• [Passage]:
#####
Saturday, September 15, 2007
Science and religion-part 2
It is indeed ironic that Whitehead and Russell, his student, would lead the effort to undermine and negate the importance of the religous consciousness and metaphysical thinking in general by the espousal of a defense of man's rational and scientific consciousness which was as absoultist in its claims as the most authortarian theology had been. This particular variant of positivism came from the area of mathematics called foundations and was essentially an effort to provide a foundation in logic and set theory for the fundamental axioms of geometry and arithmetic, the very basis of mathematical reasoning. Had this been successful, all of scientific reasoning would have been placed on an unasialable rational foundation, and the scientific and rational consciousness of man might well have displaced the spiritual entirely. Whitehead called his method the method of extended abstraction and the principia mathematica they produced certainly lives up to that expectation. More than thirth years would pass before the Whitehead Russell program in this area of the foundations of mathematics would be challanged, but when it happened it would be such a complete undermining of their program to establish the foundations of scientific and mathematical inquiry upon an unassailable metaphysical foundation that it would open wide the issue of a metaphysical component or dimension of scientific rational inquiry itself. The particular challange came from several papers published by Kurt Godel in the nineteen thirties which essentially and compellingly argued that for any mathematical system as rich as the integers there are certain axioms in the system which are 'true' for the system by are not provable except by arbitrary reference outside the system. In effect, no mathematical system is self-contained. A fatal blow was delivered to the philosophical school of mathematical realism which desired to establish a foritori (by the greater force of the argument) the absolute verity of scientific mathematical propositions of science and its metaphysical apologetic, positivism.
#####
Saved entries

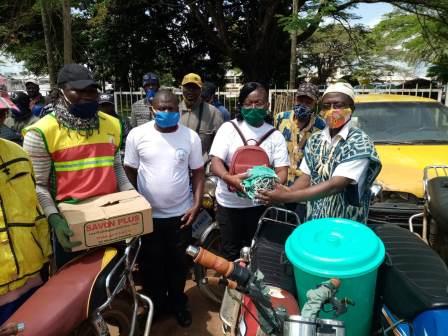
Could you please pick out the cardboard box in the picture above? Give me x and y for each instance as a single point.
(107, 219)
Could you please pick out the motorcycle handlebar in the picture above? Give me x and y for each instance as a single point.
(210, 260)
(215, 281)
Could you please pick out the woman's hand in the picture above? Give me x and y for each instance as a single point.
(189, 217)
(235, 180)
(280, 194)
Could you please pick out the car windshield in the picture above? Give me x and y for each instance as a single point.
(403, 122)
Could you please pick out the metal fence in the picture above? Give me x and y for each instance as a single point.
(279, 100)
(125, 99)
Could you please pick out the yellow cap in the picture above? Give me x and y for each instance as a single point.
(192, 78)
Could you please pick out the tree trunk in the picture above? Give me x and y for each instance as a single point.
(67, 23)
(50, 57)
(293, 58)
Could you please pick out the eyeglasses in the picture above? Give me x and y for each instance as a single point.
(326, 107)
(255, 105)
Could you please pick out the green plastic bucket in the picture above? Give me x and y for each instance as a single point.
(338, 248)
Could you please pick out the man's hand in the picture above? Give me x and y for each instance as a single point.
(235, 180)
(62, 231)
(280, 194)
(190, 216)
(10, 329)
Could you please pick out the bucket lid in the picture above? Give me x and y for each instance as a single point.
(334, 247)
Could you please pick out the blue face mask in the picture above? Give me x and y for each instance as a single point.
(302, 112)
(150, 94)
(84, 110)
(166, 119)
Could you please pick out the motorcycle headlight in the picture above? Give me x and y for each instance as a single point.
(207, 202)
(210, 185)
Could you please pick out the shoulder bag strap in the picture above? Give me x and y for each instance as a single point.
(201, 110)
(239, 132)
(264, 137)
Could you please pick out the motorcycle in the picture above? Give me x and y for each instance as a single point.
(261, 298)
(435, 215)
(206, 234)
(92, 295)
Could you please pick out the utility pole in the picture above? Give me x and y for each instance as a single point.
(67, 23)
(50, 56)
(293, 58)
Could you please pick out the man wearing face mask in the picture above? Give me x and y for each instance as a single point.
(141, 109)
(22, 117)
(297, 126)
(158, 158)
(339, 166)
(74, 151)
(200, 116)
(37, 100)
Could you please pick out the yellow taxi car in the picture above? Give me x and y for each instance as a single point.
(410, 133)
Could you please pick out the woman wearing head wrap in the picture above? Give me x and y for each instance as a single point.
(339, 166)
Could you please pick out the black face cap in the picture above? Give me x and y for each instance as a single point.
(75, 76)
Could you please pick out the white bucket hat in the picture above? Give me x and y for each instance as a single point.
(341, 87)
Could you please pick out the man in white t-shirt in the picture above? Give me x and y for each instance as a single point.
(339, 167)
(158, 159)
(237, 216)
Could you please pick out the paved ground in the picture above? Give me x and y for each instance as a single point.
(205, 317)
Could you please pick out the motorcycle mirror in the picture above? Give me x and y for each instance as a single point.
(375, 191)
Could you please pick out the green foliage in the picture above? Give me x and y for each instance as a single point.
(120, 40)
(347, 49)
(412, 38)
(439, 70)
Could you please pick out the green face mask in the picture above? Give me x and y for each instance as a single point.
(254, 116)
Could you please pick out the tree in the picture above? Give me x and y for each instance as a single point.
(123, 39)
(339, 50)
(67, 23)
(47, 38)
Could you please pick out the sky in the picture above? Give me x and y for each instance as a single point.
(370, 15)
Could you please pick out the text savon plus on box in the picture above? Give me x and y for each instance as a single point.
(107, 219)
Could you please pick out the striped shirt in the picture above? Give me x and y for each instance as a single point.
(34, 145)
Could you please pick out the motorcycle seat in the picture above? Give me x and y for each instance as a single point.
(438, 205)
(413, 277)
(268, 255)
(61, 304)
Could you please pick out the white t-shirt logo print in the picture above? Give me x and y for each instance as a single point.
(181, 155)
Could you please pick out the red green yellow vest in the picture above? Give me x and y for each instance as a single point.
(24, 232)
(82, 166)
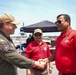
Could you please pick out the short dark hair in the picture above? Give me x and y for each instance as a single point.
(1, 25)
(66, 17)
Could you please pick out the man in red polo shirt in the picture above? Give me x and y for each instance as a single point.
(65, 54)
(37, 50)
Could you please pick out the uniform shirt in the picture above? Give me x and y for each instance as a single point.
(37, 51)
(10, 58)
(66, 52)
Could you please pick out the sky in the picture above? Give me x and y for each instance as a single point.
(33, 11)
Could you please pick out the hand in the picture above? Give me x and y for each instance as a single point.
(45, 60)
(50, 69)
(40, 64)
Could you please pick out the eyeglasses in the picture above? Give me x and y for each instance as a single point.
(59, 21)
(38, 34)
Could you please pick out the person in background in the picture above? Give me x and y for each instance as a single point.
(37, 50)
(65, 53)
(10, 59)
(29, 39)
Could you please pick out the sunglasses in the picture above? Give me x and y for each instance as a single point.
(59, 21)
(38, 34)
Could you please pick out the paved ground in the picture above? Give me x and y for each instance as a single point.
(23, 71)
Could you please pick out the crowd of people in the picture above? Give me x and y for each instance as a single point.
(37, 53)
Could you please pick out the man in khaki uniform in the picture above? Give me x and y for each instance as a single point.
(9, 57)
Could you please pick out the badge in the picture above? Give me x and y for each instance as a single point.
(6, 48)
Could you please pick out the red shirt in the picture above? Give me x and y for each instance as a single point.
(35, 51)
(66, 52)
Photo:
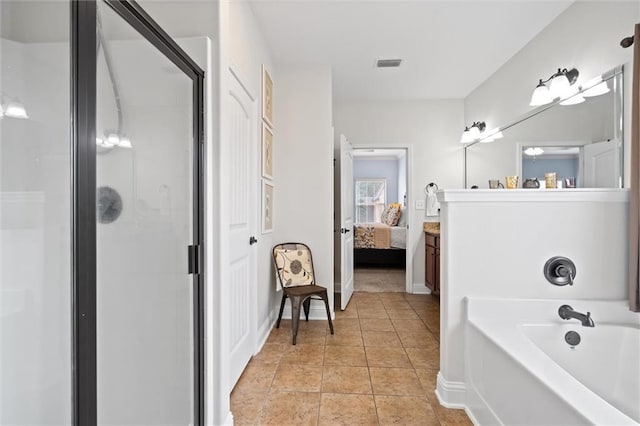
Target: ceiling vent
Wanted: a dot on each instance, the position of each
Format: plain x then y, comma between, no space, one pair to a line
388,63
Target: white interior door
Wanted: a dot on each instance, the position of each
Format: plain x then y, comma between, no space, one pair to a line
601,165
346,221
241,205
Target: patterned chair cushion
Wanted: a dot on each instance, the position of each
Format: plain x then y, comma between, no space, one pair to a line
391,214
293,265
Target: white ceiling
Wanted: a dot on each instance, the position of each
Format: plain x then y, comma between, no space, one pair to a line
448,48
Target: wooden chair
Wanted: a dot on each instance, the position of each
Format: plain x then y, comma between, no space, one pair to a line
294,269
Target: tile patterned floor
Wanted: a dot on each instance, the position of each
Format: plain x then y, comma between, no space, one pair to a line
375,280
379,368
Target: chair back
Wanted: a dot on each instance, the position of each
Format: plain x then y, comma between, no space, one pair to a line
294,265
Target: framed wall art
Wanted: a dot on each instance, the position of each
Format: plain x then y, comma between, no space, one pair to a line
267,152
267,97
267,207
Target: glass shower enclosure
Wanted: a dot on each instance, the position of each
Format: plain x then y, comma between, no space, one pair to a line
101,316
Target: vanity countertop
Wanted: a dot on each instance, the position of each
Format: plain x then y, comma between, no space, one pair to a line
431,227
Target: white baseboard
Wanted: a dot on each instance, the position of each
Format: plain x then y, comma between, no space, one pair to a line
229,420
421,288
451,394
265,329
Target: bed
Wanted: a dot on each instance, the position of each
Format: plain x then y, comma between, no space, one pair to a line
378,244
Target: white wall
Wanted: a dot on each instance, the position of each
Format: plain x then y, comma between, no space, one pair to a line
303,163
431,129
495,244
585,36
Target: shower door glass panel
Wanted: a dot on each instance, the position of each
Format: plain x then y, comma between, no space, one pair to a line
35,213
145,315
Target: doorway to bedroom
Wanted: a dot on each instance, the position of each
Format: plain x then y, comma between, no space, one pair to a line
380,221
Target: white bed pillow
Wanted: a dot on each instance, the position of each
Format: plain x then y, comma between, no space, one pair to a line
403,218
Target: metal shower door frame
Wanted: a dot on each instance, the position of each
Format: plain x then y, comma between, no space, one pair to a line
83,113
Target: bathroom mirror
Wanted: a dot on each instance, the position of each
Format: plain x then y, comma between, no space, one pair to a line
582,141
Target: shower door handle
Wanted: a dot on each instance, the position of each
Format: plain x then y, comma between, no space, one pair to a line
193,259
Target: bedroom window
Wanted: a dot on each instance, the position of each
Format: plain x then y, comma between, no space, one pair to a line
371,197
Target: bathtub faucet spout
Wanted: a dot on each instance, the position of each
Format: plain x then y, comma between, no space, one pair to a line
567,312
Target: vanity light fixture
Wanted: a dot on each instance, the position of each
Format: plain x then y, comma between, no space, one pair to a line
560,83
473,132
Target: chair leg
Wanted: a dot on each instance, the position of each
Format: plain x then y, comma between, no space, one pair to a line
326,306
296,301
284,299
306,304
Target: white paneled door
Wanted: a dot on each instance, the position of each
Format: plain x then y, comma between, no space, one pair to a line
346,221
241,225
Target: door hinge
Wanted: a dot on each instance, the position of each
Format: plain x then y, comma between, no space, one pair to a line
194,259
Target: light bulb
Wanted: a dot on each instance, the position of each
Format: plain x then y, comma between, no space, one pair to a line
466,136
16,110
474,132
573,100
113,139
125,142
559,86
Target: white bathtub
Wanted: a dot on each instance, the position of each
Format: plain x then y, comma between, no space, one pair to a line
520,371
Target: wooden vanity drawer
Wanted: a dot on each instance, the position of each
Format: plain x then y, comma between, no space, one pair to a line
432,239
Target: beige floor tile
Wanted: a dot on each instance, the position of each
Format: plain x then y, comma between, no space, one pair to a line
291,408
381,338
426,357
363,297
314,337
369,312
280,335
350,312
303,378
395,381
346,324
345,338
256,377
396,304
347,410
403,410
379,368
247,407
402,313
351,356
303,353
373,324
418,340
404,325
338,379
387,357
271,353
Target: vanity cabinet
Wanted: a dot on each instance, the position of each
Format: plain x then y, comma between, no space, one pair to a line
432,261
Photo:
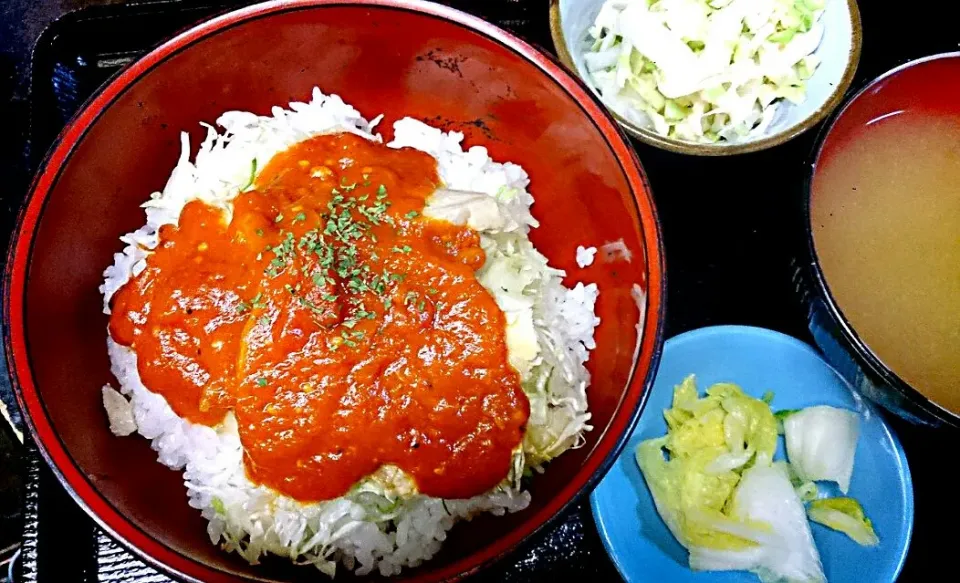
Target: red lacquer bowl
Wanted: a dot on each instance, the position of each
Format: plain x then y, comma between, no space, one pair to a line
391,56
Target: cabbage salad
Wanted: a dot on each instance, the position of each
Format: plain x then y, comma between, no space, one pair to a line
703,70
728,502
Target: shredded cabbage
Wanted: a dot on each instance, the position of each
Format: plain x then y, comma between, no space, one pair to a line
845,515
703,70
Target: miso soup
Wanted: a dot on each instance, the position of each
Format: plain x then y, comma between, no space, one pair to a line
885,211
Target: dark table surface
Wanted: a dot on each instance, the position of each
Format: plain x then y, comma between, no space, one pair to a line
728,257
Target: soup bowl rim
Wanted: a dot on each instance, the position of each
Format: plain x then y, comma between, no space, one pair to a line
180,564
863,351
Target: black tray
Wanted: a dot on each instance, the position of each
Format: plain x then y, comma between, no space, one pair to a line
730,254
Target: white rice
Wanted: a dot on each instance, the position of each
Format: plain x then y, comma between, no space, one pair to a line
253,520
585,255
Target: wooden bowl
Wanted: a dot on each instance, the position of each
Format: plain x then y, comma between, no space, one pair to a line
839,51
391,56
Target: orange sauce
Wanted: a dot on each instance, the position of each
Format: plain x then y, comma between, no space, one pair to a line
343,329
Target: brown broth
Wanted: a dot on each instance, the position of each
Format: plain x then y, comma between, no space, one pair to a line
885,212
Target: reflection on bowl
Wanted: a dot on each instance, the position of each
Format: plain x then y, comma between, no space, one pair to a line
#####
• [Complete the following]:
1: In the passage on science and religion, what name did Whitehead give to his method?
2: Extend the passage on science and religion, beginning after its final sentence.

• [Task results]:
1: The method of extended abstraction.

2:
Science and religion
When A.N. Whitehead came to Harvard in the early 20th century, he discovered the unknown genius of Wm James. Harvard at this time was scaracly the major academic institution that it is today. Most serious students went to European universities for their graduate studies if they were able. Whitehead was so impressed with James that he arranged to get James' ideas exposed to the European intellegensia of the day by getting him invited to deliver the prestigeous Gifford lectures at the Univ. of Edenborough. These lectures became famous and were published as 'The Varieties of Religous Experience.' In them James essentially argues for the legitmacy of the religous consciousness as central to man's fundamental or intrinsic nature. For James, man has a spiritual side to him no matter what his anthropological setting. In fact, James maintains, it is his religous consciousness that separates man biologically from other members of the animal kingdom.